Exercise details
Count the lines in the material below that contain the string "dock", and reply with that number alone.

Source material
........
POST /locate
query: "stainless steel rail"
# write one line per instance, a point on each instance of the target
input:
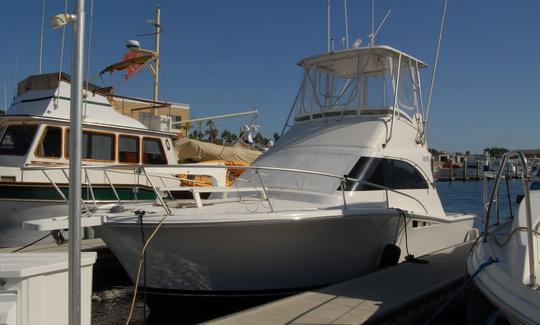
(530, 233)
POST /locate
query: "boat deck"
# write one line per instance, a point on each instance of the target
(374, 298)
(86, 245)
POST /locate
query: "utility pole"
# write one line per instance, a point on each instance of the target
(157, 24)
(41, 35)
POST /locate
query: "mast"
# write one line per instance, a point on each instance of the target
(41, 35)
(157, 25)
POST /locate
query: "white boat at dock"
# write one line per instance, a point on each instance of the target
(350, 175)
(34, 135)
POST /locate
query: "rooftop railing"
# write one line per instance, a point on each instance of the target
(151, 172)
(526, 179)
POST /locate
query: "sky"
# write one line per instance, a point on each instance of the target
(230, 56)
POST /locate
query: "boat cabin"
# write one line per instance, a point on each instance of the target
(376, 80)
(36, 129)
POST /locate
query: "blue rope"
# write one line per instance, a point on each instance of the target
(482, 266)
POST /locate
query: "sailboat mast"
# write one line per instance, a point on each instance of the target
(41, 35)
(157, 34)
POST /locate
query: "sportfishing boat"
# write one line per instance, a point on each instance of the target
(349, 175)
(505, 261)
(34, 137)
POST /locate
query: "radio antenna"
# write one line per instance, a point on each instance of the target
(328, 22)
(380, 25)
(434, 72)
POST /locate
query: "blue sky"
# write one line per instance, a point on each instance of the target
(229, 56)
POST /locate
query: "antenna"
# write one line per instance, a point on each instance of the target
(372, 35)
(41, 35)
(434, 72)
(328, 22)
(346, 24)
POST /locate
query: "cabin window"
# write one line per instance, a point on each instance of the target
(17, 140)
(128, 149)
(51, 143)
(153, 152)
(97, 146)
(391, 173)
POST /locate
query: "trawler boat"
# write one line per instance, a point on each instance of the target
(34, 135)
(505, 262)
(349, 175)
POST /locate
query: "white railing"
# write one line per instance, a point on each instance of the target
(526, 179)
(141, 170)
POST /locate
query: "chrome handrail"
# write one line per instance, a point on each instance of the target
(527, 197)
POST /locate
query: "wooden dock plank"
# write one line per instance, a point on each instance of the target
(364, 298)
(86, 244)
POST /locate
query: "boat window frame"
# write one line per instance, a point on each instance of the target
(114, 145)
(42, 137)
(351, 185)
(160, 145)
(139, 147)
(20, 123)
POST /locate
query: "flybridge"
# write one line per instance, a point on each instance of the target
(378, 80)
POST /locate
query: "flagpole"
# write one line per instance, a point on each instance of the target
(156, 72)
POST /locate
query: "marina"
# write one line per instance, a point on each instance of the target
(120, 204)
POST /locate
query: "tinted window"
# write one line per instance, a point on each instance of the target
(395, 174)
(97, 146)
(51, 144)
(17, 139)
(153, 152)
(128, 149)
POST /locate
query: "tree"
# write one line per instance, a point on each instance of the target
(496, 152)
(226, 136)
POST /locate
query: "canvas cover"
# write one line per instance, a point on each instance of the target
(189, 150)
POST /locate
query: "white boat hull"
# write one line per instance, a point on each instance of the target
(16, 212)
(264, 257)
(519, 302)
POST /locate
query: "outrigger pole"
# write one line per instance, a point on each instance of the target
(435, 66)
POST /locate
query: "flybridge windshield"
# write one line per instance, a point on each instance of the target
(357, 82)
(16, 139)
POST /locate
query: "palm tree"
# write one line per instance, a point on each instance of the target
(212, 132)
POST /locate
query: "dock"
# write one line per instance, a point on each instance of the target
(107, 270)
(404, 293)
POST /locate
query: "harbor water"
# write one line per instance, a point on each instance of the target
(111, 305)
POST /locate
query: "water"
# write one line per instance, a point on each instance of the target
(111, 305)
(467, 197)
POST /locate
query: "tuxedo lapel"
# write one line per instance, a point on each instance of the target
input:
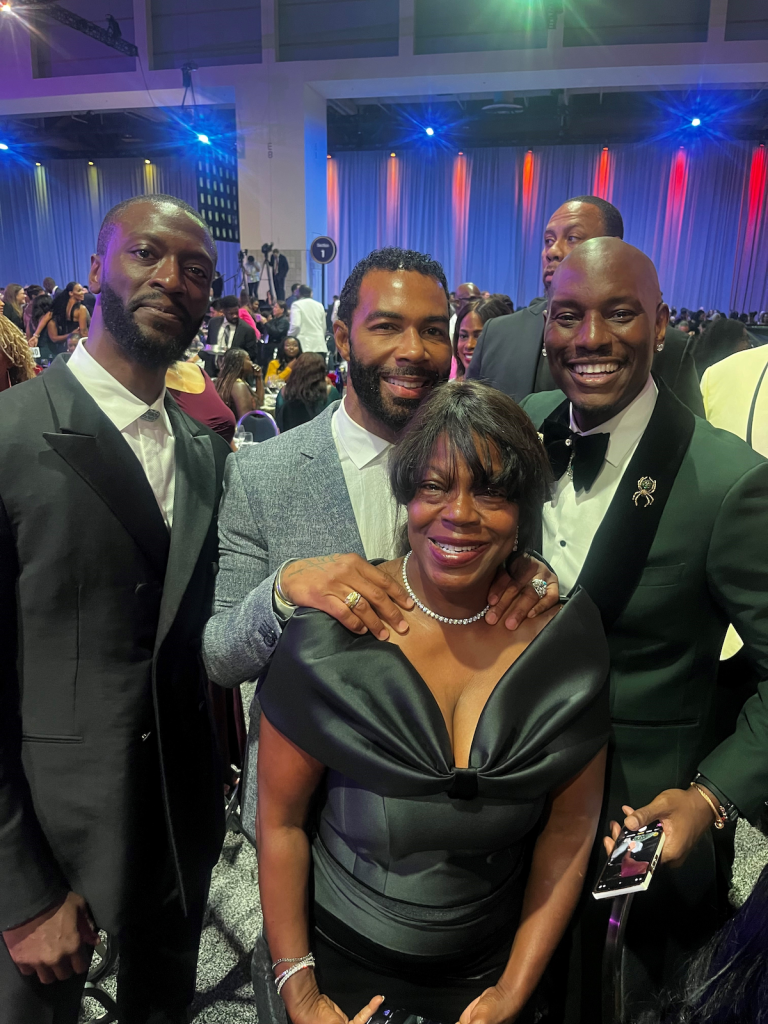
(194, 507)
(620, 549)
(94, 449)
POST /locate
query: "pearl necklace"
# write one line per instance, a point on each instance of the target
(428, 611)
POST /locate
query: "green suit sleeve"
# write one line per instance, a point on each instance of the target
(737, 576)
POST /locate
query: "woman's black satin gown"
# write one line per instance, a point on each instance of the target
(420, 867)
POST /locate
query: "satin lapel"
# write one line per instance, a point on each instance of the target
(620, 549)
(194, 506)
(325, 484)
(92, 445)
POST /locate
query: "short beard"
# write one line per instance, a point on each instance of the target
(151, 349)
(394, 414)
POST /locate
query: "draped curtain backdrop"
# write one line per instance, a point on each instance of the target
(699, 213)
(50, 215)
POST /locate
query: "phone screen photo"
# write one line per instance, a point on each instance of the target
(631, 865)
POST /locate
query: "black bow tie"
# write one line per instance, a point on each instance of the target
(584, 454)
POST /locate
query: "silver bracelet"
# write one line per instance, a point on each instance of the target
(305, 964)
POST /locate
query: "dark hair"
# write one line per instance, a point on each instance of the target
(307, 381)
(282, 357)
(476, 421)
(495, 305)
(14, 290)
(111, 220)
(720, 340)
(386, 259)
(229, 372)
(612, 220)
(58, 306)
(727, 981)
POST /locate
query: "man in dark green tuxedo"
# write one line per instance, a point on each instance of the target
(662, 518)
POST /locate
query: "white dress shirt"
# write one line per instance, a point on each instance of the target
(572, 517)
(308, 325)
(146, 429)
(364, 462)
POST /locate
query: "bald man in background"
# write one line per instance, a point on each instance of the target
(510, 353)
(662, 519)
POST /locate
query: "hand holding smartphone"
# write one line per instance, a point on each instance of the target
(631, 865)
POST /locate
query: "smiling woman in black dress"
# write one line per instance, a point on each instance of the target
(427, 805)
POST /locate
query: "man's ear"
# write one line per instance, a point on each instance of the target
(341, 335)
(94, 274)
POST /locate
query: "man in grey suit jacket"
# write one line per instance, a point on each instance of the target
(510, 351)
(323, 487)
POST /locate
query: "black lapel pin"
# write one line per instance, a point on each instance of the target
(646, 487)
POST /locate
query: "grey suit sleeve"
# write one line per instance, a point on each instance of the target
(737, 573)
(32, 881)
(475, 367)
(240, 638)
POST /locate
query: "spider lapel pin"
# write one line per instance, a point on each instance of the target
(646, 486)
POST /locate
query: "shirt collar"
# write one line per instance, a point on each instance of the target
(627, 427)
(361, 446)
(115, 400)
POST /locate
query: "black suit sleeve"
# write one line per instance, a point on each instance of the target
(31, 878)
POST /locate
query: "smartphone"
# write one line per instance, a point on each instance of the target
(631, 865)
(383, 1016)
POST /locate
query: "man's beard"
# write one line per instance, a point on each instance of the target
(392, 412)
(151, 348)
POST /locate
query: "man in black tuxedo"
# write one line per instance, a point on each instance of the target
(510, 351)
(231, 332)
(660, 518)
(111, 801)
(280, 269)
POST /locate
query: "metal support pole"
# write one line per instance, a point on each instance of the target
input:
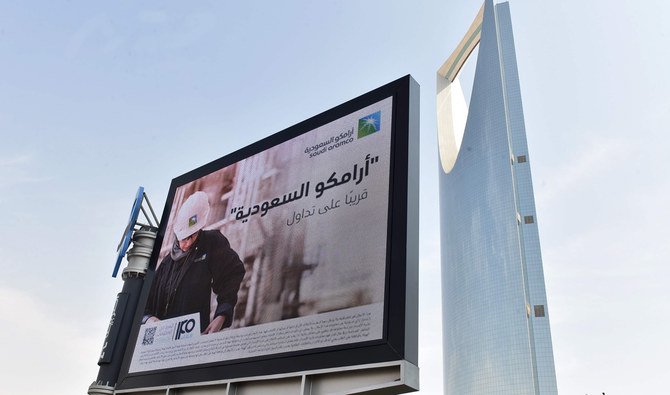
........
Result of the task
3